[Document]
** begin **

Invalid configuration for LR(penalty='l2', solver='sag', dual=True) due to constraint the dual formulation is only implemented for l2 penalty with the liblinear solver.
Schema of constraint 2: {
    'description': 'The dual formulation is only implemented for l2 penalty with the liblinear solver.',
    'anyOf': [
    {   'type': 'object',
        'properties': {
            'dual': {
                'enum': [false]}}},
    {   'type': 'object',
        'properties': {
            'penalty': {
                'enum': ['l2']},
            'solver': {
                'enum': ['liblinear']}}}]}
Value: {'penalty': 'l2', 'solver': 'sag', 'dual': True, 'C': 1.0, 'tol': 0.0001, 'fit_intercept': True, 'intercept_scaling': 1.0, 'class_weight': None, 'random_state': None, 'max_iter': 100, 'multi_class': 'ovr', 'verbose': 0, 'warm_start': False, 'n_jobs': None}

Dataset error example for individual operator¶

Lale uses JSON Schema validation not only for hyperparameters but also for data. The dataset train_X is multimodal: some columns contain text strings whereas others contain numbers.

** end **

[Provided records]

** begin **

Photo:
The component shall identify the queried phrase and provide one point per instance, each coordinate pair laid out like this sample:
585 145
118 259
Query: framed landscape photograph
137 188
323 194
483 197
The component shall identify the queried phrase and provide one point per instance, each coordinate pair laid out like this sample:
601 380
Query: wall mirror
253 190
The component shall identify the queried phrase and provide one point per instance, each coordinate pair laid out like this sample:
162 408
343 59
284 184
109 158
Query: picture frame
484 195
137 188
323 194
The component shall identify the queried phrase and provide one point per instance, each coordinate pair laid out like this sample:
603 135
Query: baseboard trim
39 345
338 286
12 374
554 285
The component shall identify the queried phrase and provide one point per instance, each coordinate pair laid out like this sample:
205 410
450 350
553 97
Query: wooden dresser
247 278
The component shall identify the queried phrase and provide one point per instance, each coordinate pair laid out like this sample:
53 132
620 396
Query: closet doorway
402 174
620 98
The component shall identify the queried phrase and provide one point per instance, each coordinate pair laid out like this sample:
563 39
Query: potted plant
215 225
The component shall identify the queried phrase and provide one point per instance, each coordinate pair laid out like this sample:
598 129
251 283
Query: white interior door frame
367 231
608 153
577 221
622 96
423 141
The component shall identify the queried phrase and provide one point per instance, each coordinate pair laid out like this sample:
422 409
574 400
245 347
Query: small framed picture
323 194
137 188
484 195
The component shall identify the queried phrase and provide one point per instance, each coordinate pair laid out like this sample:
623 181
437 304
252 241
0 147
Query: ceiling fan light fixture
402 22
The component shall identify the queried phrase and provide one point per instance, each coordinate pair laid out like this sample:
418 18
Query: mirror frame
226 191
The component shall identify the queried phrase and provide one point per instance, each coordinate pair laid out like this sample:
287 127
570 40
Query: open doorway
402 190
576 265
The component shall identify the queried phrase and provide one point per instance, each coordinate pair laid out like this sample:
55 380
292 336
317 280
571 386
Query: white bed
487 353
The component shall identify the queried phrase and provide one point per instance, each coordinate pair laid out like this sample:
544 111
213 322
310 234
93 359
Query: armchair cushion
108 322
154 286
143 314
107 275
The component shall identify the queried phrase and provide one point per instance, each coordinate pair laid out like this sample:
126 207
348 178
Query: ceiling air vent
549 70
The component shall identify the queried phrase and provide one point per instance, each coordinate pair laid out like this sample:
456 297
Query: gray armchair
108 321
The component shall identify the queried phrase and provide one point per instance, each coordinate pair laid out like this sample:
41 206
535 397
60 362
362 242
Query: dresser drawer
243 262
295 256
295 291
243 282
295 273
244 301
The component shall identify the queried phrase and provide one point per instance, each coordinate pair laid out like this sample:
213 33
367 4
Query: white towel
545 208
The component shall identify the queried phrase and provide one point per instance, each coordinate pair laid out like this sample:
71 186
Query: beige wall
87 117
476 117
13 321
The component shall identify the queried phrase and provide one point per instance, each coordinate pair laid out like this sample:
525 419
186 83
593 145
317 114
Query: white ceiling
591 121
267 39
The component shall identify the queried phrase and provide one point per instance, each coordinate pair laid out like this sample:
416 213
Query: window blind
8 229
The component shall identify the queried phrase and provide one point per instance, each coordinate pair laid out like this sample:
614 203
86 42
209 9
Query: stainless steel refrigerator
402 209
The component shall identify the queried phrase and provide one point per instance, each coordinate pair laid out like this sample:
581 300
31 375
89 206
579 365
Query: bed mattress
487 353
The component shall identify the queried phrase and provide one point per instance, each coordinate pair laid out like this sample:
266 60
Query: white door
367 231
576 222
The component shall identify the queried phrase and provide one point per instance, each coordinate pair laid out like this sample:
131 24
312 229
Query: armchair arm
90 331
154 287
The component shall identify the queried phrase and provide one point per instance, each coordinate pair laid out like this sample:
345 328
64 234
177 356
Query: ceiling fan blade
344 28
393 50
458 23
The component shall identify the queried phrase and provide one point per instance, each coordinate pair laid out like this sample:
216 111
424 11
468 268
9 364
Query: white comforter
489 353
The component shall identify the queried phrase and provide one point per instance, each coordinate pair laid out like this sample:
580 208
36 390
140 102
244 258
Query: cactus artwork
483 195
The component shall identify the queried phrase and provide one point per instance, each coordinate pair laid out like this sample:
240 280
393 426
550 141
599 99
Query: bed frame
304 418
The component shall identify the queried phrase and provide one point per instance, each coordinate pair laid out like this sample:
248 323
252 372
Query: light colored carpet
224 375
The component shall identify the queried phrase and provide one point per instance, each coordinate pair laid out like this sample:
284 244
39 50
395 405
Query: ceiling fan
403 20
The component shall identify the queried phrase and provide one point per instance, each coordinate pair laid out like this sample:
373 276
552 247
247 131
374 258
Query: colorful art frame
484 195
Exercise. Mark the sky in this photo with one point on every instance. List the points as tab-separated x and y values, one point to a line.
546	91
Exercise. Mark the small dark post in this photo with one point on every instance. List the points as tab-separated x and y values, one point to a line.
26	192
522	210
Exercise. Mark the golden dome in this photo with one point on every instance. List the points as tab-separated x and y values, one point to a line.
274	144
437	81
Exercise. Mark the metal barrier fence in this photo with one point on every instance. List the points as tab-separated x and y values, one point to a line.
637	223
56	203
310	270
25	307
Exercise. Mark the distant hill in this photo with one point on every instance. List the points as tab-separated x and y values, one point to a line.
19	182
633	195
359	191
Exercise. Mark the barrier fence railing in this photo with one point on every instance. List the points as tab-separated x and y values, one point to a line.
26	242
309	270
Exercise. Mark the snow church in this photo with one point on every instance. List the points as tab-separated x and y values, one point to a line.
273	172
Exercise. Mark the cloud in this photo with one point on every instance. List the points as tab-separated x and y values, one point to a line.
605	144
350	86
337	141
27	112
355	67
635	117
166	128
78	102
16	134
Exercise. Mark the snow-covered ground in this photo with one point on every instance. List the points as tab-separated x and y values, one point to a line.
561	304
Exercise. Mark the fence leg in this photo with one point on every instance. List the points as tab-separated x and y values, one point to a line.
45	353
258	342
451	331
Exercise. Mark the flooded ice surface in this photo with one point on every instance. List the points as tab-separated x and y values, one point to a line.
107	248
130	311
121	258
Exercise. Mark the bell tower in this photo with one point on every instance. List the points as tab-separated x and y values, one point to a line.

** end **

[Short exercise A] Translate this sentence from the Lale excerpt into Spanish: "Lale uses JSON Schema validation not only for hyperparameters but also for data."
[Short exercise B] In the Lale excerpt, which solver is the dual formulation said to be implemented for?
Answer from the Lale excerpt alone, not from the data.

[Full solution A] Lale usa la validación de JSON Schema no solo para los hiperparámetros, sino también para los datos.

[Full solution B] The liblinear solver.